Exercise aim: Show every line of the items below that contains the word "field". Case counts.

Items stored from a collection:
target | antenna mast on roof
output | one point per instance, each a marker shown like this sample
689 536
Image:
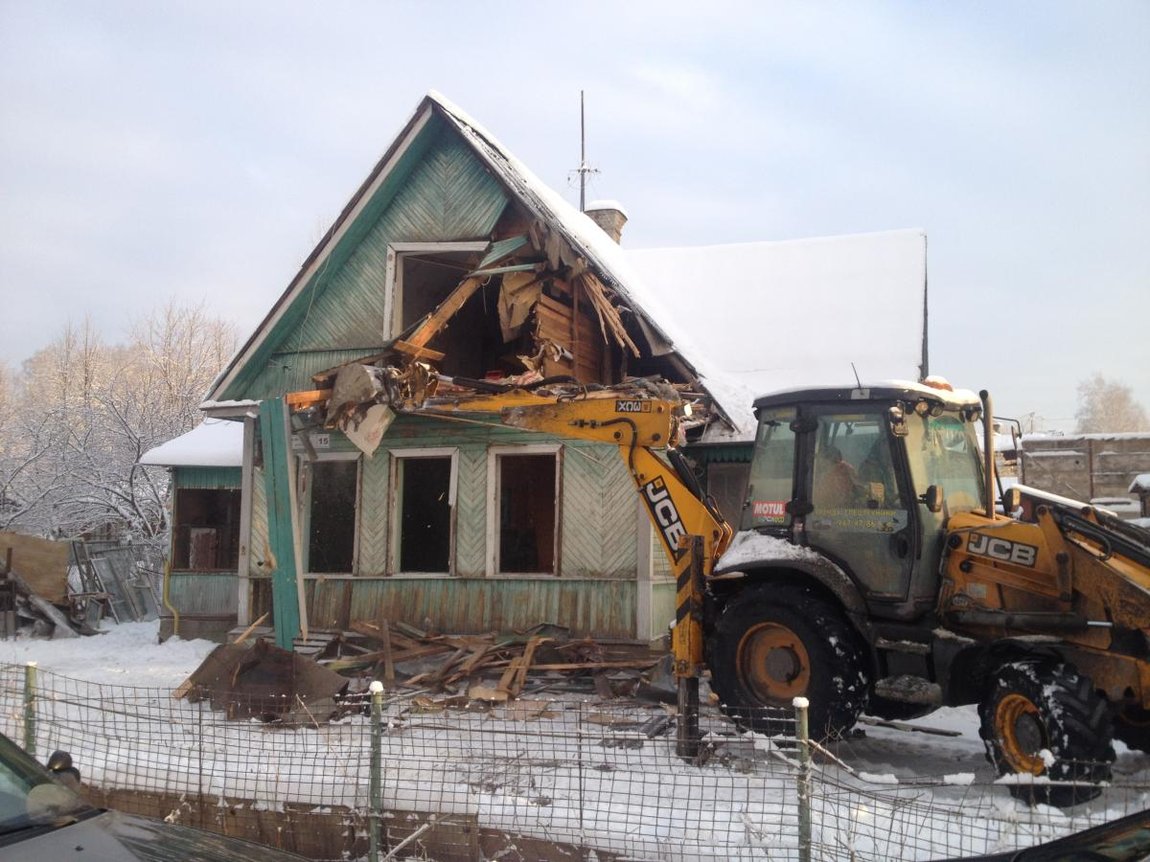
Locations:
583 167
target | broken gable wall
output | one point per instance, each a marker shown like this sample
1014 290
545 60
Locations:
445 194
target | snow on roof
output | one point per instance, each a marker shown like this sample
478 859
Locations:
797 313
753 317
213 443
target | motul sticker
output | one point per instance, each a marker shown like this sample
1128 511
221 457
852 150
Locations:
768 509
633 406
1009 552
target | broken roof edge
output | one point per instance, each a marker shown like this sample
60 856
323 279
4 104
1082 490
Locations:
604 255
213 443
...
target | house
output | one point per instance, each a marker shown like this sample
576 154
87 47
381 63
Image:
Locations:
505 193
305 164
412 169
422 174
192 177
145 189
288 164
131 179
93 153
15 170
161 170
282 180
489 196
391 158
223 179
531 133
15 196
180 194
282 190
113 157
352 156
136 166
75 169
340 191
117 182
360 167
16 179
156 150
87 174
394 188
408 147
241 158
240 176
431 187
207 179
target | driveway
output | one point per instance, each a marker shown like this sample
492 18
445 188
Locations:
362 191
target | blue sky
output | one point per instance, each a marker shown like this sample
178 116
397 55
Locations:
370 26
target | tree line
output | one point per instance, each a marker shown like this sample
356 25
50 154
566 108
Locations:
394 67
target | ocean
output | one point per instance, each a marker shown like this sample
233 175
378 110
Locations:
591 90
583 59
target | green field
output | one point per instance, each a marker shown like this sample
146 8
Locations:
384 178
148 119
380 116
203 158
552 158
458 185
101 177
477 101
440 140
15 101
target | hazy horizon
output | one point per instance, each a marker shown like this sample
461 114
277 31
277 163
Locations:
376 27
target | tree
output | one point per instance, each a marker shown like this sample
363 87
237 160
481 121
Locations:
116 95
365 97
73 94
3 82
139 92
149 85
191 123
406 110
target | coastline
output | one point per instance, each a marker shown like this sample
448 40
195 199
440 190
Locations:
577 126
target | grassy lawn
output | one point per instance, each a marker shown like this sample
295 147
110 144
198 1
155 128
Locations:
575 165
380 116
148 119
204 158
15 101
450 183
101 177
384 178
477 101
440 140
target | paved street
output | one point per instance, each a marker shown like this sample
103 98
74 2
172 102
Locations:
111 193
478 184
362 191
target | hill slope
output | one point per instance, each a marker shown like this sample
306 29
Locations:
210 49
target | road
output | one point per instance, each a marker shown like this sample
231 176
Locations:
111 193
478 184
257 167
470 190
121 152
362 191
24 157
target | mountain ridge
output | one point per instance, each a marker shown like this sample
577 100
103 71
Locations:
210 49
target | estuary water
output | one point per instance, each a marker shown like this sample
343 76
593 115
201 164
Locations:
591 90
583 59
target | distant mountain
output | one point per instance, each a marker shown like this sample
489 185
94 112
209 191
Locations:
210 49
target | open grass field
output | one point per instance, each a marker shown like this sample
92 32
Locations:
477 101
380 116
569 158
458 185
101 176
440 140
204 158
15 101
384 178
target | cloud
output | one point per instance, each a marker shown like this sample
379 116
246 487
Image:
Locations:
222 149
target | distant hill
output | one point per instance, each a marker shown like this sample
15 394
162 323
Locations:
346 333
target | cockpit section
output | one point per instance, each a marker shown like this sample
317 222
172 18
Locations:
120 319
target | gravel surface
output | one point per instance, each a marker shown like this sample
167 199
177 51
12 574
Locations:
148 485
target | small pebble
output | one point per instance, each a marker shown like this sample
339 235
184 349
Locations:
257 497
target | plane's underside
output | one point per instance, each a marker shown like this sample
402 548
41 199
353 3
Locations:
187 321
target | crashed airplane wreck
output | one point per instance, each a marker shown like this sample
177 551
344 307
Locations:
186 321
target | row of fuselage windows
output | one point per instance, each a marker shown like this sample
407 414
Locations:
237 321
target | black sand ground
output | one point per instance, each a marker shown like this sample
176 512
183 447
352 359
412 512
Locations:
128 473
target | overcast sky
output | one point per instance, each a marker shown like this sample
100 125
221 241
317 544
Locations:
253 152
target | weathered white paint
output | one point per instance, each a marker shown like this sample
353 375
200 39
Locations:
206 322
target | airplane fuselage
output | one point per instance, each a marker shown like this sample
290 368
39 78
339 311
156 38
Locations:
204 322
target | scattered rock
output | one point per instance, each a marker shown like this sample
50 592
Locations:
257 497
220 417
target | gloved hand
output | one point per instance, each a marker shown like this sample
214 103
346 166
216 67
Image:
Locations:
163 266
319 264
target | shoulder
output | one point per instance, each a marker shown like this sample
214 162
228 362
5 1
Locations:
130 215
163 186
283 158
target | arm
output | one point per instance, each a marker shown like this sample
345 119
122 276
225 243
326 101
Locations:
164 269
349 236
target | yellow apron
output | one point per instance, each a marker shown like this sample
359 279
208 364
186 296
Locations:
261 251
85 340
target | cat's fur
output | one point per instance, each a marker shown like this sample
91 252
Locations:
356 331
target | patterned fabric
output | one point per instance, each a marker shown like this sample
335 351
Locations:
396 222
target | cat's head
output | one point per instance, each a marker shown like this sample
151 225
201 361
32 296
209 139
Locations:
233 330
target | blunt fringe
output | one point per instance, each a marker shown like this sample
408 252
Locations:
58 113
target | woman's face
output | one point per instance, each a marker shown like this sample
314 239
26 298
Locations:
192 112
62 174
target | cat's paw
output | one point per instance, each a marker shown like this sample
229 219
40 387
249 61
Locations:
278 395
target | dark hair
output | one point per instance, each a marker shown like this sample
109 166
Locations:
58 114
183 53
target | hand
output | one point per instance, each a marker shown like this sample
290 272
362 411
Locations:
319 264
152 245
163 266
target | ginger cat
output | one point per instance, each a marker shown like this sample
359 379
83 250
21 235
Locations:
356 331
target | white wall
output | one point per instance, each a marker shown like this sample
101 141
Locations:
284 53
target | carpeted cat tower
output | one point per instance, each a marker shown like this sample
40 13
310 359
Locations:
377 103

Response to this exercise:
target | green field
target | open grass field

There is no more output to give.